• _GIVEN INSTRUCTION A_: In the mounted games thread below, swap "biting" for "kicking" and give the stretch from "## LauraB (Nov" through "not doing anything." again with that change.

• _DOCUMENT SECTION_:

============

# Mounted Games Pictures!



## wild_spot (Jan 30, 2008)

So I was browsing the web and I found these photos of me from our Zone mounted games last year! I was on a pony I had on free lease, Buddy, a little roan brumby. He was a little turd, I had to pick everything up flat out or he would turn around and try to bite my head!














































Our team, the Belconnen Devils:










And I also found these of a pony I sued to own, Spot! he was there with the girl I sold him to. Unfortunately he went blind not long after this, and died recently :[ Poor spot, he had been abused and when got him used to full body shake if you even raised your voice. He ended up so friendly!



















Aw, memories!!


----------



## CrazyChester (May 5, 2008)

): I cant see the pictures


----------



## wild_spot (Jan 30, 2008)

Oh really? Thats weird, I can see them fine...


----------



## LauraB (Nov 11, 2008)

How, cute. He looks like he is thinking about biting you in that first picture. What a stinker.


----------



## wild_spot (Jan 30, 2008)

He sure was! He was worst at it in that race, hi-lo. It was good though, made me improve lots cause I had to do everything super fast! I kinda miss the little ******. He's back with his mum and she hasn't found anyone else to free lease him, so he's not doing anything.


----------



## Pinto Pony (Jul 28, 2008)

Great pics!!! I love mounted games, lots of fun!


----------



## Dumas'_Grrrl (Apr 2, 2008)

I can't see the pictures either. IE has them as little red x's and Firefox just doesn't show them????


----------



## english_rider144 (Sep 12, 2008)

I cant see them either =\


----------



## JustDressageIt (Oct 4, 2007)

I can't see them


----------



## wild_spot (Jan 30, 2008)

Ok, i'll save them to my computer and attatch them for those who cant see them. They are hosted on picasa, not sure why they won't work for some people.


----------



## wild_spot (Jan 30, 2008)

Ok, hopefully this works!


----------



## english_rider144 (Sep 12, 2008)

aww that looks like fun


----------



## JustDressageIt (Oct 4, 2007)

That looks like so much fun!!


----------



## wild_spot (Jan 30, 2008)

Ha ha yep! I love games for that very reason!


----------



## RusticWildFire (Jul 6, 2008)

Very nice pictures! Looks like a lot of fun


----------

============

• _GIVEN INSTRUCTION B_: Please set down the records below word for word, covering only the stretch from their start through the line containing "x=229 y=349".

(Coordinate annotation records)
============

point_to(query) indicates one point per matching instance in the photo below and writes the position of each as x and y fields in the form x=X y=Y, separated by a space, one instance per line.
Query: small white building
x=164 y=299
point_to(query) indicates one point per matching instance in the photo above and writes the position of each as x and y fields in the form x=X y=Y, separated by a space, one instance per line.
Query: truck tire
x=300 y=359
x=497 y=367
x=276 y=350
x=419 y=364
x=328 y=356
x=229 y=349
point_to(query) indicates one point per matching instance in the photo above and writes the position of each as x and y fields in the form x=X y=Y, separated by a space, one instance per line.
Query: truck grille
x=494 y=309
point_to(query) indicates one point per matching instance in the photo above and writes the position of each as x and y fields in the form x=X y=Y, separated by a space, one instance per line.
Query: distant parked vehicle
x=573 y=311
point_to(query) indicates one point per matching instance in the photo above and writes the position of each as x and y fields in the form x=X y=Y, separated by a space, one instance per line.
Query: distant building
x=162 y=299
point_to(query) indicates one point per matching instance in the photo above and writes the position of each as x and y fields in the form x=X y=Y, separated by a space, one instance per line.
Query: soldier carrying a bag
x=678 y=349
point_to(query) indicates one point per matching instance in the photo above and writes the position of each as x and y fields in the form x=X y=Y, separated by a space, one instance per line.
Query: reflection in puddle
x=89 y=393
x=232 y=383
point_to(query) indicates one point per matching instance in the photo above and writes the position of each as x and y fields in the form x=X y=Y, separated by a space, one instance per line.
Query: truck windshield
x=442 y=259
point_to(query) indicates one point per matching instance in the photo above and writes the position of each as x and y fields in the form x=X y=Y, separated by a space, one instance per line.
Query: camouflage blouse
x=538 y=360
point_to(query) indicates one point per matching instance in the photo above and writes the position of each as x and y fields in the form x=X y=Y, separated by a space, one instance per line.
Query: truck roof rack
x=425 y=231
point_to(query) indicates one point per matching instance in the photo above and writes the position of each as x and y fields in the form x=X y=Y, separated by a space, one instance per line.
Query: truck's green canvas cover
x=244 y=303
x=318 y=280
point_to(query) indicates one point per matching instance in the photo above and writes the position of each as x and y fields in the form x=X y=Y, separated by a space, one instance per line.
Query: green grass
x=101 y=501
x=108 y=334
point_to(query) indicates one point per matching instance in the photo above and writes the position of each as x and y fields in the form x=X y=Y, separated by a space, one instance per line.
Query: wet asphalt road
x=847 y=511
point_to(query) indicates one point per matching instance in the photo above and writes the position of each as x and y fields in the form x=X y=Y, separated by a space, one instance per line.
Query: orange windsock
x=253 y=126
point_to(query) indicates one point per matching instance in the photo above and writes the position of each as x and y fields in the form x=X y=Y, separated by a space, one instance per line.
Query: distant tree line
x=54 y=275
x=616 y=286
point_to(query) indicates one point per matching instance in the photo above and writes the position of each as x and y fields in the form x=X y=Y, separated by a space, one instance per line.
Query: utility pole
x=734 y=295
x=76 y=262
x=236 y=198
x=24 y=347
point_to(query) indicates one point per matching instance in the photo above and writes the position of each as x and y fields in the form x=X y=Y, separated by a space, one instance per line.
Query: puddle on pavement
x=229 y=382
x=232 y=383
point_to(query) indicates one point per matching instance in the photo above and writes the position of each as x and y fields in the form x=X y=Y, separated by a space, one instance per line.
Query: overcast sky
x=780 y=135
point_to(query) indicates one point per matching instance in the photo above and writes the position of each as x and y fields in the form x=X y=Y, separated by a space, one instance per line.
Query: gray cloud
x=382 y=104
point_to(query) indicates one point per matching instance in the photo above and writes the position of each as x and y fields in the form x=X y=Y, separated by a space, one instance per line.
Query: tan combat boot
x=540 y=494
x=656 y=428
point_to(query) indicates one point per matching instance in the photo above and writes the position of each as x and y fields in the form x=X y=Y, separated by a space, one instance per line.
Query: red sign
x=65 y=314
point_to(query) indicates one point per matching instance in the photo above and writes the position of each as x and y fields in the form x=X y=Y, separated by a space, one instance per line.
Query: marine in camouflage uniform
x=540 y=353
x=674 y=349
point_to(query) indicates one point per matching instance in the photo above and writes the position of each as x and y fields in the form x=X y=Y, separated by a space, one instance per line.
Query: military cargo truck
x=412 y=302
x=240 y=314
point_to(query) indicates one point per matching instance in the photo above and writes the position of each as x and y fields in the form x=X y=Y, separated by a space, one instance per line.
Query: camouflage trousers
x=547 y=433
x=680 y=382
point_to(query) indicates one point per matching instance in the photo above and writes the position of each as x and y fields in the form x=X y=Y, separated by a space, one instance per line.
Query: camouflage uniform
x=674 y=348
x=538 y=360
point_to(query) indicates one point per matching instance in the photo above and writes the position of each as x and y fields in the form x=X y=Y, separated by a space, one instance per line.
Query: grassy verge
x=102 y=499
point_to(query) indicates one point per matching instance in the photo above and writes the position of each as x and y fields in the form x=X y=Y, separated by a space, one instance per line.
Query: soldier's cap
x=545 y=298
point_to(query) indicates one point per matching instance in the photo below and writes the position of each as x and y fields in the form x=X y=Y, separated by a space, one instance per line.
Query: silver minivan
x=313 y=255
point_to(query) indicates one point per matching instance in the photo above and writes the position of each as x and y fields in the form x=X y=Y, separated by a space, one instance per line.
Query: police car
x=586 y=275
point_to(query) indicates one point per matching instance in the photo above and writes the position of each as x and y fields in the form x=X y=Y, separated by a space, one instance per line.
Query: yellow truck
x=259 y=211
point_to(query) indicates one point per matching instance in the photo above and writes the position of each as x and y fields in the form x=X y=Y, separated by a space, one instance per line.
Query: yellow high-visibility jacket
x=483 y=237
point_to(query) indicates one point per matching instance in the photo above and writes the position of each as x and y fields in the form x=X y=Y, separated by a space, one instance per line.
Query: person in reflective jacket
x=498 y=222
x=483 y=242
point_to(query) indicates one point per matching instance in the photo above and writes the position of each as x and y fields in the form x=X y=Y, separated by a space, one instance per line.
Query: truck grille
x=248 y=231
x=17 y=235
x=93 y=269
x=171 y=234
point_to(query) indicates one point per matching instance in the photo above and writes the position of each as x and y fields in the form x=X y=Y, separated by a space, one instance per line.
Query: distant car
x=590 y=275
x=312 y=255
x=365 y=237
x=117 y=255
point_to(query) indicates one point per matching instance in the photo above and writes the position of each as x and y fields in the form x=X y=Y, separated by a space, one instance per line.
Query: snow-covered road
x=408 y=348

============

• _TASK ANSWER A_:
## LauraB (Nov 11, 2008)

How, cute. He looks like he is thinking about kicking you in that first picture. What a stinker.


----------



## wild_spot (Jan 30, 2008)

He sure was! He was worst at it in that race, hi-lo. It was good though, made me improve lots cause I had to do everything super fast! I kinda miss the little ******. He's back with his mum and she hasn't found anyone else to free lease him, so he's not doing anything.

• _TASK ANSWER B_:
point_to(query) indicates one point per matching instance in the photo below and writes the position of each as x and y fields in the form x=X y=Y, separated by a space, one instance per line.
Query: small white building
x=164 y=299
point_to(query) indicates one point per matching instance in the photo above and writes the position of each as x and y fields in the form x=X y=Y, separated by a space, one instance per line.
Query: truck tire
x=300 y=359
x=497 y=367
x=276 y=350
x=419 y=364
x=328 y=356
x=229 y=349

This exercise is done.